RECORD EXCERPTS:
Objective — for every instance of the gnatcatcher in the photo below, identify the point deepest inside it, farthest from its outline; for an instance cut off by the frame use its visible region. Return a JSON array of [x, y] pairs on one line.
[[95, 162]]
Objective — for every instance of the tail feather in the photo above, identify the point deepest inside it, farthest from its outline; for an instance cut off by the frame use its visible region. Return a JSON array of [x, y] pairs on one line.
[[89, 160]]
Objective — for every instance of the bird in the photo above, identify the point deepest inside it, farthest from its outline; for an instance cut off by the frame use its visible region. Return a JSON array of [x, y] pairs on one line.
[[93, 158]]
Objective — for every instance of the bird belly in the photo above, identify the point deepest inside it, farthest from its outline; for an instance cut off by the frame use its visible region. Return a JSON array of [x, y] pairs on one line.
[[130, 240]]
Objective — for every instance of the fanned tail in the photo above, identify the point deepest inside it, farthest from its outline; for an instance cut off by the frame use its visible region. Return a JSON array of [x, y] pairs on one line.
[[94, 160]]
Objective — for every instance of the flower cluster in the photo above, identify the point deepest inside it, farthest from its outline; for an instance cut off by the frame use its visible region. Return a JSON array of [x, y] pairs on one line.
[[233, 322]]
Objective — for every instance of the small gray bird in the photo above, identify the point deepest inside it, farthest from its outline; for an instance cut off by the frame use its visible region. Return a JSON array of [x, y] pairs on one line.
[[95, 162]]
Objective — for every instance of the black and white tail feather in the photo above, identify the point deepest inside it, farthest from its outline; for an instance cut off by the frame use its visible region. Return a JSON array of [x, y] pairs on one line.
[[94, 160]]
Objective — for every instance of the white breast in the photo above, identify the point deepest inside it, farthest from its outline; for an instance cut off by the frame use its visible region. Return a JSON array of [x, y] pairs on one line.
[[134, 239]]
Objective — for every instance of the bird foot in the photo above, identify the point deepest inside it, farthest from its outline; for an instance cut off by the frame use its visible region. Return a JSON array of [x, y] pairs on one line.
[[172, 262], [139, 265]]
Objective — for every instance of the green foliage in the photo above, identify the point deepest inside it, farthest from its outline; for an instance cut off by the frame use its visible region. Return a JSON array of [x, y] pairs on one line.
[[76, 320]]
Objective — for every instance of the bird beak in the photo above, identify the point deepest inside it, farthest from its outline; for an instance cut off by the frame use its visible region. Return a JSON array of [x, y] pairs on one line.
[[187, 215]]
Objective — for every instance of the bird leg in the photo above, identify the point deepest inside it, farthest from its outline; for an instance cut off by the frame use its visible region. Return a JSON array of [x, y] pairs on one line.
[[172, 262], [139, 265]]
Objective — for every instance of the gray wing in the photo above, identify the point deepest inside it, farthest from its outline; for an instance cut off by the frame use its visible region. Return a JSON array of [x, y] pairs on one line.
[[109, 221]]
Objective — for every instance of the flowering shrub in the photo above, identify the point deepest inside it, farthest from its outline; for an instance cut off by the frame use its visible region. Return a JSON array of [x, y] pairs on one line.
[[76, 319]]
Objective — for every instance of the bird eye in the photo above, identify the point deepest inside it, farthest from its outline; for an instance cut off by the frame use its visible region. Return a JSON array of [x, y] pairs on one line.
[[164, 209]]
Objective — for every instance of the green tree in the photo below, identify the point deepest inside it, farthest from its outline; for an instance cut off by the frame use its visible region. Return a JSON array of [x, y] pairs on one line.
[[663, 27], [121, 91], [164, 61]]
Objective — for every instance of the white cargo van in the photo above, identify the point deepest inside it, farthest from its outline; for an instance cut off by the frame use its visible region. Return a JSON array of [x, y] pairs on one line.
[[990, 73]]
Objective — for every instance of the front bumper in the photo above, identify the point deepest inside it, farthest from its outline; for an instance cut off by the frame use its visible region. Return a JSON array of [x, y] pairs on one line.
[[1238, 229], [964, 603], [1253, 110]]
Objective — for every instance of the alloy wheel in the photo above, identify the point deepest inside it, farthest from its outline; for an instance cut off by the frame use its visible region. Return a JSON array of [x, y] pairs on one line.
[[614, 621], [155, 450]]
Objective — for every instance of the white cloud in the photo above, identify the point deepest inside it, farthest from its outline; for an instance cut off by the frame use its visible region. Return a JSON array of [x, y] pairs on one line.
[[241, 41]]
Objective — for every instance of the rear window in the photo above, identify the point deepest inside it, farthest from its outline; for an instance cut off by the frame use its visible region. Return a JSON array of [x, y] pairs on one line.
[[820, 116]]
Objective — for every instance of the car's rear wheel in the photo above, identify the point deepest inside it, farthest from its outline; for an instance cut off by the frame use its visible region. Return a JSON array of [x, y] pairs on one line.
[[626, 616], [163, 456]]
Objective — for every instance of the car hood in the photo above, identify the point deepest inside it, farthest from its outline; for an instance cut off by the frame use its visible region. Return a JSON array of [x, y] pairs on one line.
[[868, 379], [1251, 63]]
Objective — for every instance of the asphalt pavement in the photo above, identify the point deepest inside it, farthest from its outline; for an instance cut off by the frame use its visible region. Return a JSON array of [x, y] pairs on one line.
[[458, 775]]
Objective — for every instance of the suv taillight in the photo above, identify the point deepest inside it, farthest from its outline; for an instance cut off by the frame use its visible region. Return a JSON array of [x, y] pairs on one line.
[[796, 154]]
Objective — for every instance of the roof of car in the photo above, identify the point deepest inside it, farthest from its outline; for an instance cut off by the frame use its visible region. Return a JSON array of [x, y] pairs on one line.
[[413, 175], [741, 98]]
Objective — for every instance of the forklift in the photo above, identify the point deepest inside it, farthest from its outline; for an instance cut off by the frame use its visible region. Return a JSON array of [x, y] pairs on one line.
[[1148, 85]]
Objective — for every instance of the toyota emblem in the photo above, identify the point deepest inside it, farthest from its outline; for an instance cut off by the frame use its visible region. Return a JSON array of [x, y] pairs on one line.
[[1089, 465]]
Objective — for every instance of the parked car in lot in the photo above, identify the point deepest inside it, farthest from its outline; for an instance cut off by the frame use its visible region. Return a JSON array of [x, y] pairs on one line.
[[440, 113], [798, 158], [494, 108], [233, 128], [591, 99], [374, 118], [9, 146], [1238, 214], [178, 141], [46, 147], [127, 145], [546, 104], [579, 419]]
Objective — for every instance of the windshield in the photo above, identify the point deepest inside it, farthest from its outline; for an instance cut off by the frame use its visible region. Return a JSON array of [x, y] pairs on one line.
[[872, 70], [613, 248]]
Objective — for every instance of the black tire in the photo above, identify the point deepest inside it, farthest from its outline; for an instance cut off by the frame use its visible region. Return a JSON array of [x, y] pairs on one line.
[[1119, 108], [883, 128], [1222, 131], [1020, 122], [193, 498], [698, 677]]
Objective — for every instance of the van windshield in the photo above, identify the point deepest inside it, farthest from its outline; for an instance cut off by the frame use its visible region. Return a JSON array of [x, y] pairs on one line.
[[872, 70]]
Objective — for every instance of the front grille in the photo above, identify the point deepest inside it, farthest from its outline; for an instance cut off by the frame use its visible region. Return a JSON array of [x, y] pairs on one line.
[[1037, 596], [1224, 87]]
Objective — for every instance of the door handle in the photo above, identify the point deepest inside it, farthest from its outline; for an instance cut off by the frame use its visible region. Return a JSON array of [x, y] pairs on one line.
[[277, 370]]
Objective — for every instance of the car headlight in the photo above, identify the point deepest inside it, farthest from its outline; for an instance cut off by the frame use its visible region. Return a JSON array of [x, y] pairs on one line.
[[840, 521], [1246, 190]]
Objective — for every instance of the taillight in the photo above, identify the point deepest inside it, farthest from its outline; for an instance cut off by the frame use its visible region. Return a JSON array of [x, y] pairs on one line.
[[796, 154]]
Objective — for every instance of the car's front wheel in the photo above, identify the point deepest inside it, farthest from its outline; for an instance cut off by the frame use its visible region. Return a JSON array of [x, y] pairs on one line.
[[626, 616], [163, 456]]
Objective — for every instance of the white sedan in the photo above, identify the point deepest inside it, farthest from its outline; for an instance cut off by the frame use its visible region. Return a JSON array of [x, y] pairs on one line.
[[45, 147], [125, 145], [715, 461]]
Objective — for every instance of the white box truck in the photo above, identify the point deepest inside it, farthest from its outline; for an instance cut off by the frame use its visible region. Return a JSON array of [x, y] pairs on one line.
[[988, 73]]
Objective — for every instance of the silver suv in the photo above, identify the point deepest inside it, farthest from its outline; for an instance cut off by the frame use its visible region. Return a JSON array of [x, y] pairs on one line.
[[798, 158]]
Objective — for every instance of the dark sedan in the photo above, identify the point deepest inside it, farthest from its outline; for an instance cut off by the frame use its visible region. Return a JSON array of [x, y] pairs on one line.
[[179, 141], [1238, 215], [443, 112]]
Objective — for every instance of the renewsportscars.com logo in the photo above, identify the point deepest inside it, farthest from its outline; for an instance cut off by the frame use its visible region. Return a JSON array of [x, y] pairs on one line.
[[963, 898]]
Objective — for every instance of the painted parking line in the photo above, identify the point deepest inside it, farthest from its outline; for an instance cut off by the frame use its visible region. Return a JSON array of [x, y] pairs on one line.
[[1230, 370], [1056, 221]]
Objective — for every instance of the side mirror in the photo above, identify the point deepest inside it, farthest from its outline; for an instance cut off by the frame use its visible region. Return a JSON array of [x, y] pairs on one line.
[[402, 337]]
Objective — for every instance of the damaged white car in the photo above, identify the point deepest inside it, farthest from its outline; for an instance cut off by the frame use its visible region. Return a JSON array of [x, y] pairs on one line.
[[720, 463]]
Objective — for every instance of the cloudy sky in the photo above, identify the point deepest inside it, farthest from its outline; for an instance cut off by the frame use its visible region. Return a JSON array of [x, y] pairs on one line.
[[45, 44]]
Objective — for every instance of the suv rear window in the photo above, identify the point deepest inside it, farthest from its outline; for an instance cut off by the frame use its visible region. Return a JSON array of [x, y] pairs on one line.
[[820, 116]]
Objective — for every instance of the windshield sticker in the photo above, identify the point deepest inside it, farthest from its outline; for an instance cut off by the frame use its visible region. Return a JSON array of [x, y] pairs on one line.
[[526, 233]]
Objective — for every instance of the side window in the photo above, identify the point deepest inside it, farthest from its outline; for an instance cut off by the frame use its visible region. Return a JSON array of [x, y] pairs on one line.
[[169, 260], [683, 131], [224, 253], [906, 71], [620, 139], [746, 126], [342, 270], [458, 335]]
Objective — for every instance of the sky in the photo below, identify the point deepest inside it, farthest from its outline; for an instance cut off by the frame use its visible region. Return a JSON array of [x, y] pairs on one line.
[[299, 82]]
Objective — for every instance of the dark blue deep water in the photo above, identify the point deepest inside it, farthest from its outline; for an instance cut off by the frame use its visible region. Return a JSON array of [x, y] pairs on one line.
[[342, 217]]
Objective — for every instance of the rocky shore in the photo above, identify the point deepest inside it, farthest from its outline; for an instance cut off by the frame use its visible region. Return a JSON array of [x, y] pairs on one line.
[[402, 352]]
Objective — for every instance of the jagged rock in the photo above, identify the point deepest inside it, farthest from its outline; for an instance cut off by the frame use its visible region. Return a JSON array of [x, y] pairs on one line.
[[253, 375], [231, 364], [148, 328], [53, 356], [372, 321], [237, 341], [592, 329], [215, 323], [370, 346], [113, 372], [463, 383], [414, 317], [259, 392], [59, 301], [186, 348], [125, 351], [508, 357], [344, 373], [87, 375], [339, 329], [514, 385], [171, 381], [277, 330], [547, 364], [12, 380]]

PROBLEM DETAILS:
Render the listing, starting with its first line and going on through the line with "[[89, 160]]", as a Markdown table with the columns Row and Line. Number each line and leave out any blank lines.

COMPLETE RESPONSE:
| Row | Line |
|---|---|
| 1 | Objective — for every instance of the gnatcatcher in the photo below, identify the point deepest inside it, farthest from its outline; for an instance cut off by the frame use its visible region. Return a JSON array of [x, y] pairs on one line. |
| 2 | [[95, 162]] |
| 3 | Objective — for every instance of the tail feather in the photo above, identify the point deepest inside it, farthest from its outline; for an instance cut off by the frame use its visible region. Return a JSON array of [x, y] pairs on one line. |
| 4 | [[89, 160]] |